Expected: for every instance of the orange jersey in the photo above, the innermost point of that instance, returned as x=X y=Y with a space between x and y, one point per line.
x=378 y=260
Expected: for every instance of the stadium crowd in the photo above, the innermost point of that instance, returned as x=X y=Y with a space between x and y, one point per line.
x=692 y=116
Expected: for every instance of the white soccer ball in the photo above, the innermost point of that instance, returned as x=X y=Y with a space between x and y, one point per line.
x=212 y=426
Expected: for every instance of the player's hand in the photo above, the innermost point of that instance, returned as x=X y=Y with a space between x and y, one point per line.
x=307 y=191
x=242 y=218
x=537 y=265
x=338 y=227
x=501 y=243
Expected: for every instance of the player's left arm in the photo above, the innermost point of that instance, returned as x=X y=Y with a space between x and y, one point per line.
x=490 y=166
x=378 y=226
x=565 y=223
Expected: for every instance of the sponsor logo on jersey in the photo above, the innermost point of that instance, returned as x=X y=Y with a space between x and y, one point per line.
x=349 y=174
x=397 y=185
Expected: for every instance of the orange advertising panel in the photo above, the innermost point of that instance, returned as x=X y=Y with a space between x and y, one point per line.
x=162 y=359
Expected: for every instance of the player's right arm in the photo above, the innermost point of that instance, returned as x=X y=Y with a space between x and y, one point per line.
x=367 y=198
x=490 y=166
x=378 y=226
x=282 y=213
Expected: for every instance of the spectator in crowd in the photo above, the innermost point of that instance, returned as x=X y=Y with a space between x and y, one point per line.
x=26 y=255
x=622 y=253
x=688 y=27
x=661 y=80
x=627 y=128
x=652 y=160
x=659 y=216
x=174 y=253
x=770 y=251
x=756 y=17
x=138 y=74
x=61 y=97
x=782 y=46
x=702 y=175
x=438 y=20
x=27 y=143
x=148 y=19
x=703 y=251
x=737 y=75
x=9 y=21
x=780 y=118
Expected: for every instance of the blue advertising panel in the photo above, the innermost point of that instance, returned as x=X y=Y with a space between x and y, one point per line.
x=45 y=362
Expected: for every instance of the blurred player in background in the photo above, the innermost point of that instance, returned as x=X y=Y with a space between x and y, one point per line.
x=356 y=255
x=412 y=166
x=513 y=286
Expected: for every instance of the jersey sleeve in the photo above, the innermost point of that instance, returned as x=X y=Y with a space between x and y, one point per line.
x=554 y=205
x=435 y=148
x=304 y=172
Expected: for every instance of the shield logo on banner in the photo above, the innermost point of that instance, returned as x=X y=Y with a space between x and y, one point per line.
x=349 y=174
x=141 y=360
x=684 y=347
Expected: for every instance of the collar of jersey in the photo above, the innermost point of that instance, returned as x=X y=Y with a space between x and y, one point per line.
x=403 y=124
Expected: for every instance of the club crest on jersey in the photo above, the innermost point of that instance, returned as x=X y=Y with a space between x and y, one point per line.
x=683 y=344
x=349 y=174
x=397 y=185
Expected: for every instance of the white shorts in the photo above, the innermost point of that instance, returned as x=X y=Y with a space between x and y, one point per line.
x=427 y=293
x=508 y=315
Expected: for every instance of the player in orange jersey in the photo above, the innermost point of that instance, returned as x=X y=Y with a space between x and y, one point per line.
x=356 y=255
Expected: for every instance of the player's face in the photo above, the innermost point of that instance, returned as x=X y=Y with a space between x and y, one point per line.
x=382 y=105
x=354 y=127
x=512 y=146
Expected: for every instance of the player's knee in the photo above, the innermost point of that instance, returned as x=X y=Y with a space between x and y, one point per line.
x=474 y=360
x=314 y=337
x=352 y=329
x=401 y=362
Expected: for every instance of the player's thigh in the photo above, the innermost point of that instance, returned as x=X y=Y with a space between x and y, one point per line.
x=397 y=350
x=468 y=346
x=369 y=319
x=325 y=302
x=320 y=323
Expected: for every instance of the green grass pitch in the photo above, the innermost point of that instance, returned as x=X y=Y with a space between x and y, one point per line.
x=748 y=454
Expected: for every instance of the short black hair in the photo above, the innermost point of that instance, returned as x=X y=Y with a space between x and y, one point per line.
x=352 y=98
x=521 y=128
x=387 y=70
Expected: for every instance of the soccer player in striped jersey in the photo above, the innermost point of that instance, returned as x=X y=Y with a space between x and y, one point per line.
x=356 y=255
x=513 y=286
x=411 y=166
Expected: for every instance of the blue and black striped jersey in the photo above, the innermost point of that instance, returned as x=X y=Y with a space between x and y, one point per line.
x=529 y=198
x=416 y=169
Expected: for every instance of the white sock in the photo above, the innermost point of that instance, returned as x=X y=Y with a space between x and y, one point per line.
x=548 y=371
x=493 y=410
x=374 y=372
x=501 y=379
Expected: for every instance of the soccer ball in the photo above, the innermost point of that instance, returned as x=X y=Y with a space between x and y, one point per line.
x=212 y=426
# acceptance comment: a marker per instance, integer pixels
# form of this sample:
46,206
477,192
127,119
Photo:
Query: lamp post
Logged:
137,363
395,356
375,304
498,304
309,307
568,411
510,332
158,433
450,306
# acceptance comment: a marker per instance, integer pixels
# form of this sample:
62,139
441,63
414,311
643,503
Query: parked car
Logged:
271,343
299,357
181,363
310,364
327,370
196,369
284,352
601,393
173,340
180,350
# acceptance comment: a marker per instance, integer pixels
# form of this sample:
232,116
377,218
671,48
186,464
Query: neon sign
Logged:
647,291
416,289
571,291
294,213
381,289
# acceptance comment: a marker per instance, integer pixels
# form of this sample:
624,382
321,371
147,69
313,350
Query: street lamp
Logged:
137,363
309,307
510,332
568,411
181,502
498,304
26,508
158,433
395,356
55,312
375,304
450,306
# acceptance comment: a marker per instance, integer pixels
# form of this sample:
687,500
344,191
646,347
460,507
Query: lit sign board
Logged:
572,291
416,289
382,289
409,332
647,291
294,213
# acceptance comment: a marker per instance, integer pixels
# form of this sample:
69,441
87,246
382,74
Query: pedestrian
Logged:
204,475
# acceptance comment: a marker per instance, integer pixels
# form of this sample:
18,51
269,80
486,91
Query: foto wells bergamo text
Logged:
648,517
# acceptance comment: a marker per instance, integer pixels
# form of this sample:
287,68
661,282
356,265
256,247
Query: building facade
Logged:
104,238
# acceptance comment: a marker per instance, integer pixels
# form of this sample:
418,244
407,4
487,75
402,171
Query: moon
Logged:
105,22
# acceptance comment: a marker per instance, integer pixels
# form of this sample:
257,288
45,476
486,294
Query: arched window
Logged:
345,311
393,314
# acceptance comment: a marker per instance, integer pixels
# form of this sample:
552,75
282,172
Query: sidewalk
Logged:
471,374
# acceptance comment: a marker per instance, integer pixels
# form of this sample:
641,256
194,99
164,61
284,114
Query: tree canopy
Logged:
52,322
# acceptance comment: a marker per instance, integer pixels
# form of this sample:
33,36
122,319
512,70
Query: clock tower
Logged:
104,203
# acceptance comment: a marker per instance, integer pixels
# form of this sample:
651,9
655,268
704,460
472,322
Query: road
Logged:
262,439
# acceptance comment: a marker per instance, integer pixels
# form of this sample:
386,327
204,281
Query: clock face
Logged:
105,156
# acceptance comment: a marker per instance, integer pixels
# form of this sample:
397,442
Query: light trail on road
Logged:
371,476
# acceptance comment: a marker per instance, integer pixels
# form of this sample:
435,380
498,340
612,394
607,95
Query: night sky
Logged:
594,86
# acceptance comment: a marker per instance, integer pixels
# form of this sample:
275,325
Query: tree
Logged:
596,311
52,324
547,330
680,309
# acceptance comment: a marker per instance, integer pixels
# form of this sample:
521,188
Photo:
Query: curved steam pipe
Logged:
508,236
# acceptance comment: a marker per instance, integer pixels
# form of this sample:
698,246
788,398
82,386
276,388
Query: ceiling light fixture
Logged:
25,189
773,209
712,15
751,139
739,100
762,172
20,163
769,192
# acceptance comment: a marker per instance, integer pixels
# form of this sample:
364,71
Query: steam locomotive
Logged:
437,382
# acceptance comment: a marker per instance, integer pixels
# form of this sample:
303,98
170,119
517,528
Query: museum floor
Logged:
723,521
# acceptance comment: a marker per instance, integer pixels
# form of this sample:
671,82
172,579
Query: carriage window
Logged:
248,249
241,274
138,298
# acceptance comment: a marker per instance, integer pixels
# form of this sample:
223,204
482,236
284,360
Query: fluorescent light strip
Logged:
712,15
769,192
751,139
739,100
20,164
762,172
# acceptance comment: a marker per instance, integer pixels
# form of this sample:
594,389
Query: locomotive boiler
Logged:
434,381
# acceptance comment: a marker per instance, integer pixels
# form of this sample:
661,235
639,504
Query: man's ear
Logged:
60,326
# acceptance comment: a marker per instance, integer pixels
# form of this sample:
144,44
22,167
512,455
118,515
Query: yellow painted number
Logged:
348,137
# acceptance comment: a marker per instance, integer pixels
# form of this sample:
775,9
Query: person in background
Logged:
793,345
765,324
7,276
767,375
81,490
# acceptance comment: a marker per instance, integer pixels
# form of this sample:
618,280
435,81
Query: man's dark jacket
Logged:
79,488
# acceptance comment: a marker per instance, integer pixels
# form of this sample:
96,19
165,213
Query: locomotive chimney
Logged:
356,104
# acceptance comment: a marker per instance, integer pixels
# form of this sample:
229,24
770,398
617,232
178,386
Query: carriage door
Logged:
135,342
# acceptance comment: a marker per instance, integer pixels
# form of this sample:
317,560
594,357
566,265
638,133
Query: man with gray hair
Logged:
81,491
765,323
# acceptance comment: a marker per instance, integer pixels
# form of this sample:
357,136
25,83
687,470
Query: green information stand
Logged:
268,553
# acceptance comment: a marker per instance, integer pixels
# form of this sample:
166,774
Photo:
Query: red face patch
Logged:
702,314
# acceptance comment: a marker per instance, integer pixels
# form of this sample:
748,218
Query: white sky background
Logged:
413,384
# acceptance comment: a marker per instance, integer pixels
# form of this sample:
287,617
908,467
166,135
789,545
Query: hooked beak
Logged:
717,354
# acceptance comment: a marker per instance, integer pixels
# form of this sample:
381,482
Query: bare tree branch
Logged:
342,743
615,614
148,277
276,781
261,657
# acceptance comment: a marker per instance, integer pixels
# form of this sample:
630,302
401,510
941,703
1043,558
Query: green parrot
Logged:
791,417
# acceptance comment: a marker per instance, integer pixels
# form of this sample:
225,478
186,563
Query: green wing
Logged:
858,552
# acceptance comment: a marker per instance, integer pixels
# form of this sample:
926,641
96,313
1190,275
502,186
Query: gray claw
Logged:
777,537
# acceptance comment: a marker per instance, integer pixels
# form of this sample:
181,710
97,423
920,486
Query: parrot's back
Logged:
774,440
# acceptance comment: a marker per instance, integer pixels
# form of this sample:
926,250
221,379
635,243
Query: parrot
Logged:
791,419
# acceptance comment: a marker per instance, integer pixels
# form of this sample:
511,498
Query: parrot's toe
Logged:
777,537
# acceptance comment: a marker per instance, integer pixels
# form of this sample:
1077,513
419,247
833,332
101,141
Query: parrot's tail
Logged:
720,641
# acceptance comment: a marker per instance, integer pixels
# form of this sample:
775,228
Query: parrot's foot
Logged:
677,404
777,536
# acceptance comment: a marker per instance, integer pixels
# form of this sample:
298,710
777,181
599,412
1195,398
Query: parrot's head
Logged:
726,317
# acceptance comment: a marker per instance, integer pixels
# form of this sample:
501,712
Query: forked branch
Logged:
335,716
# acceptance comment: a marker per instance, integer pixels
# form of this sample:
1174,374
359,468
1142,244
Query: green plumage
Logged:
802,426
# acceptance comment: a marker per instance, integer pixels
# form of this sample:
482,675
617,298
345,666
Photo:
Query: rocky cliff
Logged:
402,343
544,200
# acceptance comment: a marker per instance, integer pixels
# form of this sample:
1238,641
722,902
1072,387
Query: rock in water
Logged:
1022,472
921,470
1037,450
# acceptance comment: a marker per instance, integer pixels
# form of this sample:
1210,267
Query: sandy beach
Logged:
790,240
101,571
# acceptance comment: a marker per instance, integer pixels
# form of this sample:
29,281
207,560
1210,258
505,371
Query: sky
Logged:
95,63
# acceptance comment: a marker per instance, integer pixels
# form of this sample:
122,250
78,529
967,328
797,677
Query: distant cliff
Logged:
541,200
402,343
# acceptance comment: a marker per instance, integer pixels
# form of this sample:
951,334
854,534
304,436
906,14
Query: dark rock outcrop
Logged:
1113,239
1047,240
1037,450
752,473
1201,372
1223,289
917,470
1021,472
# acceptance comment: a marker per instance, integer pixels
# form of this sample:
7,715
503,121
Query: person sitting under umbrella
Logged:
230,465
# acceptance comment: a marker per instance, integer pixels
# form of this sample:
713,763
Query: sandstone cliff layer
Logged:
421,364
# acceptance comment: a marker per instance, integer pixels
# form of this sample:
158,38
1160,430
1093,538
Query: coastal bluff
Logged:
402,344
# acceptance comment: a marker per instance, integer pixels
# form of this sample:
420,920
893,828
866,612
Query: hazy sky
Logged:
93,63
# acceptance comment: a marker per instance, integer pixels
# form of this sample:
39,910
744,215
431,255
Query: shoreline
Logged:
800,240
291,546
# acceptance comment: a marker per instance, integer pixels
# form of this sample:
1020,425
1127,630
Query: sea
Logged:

====================

■ PROBLEM: Copy out the stretch of rows from the very first line through the line that contains "x=565 y=223", with both ends included.

■ WORKED SOLUTION:
Expected: for every instance of the orange jersey in the photo above, the innermost point of that instance, returned as x=X y=Y with a space between x and y, one point per line.
x=378 y=260
Expected: for every instance of the stadium crowd in the photo above, the innermost point of that instance, returned as x=X y=Y with a space between x and y, one point per line.
x=692 y=116
Expected: for every instance of the white soccer ball in the photo above, the innermost point of that instance, returned as x=X y=Y with a space between x and y, one point per line.
x=212 y=426
Expected: for every instance of the player's hand in the photo above, the innermost point of that instance, returned as x=X y=Y with a space between x and y, one point per line.
x=307 y=191
x=242 y=218
x=537 y=265
x=338 y=227
x=501 y=243
Expected: for every instance of the player's left arm in the photo above, the innermost point of that instance, returned as x=X y=Y with a space between x and y, one point per line.
x=490 y=166
x=378 y=226
x=565 y=223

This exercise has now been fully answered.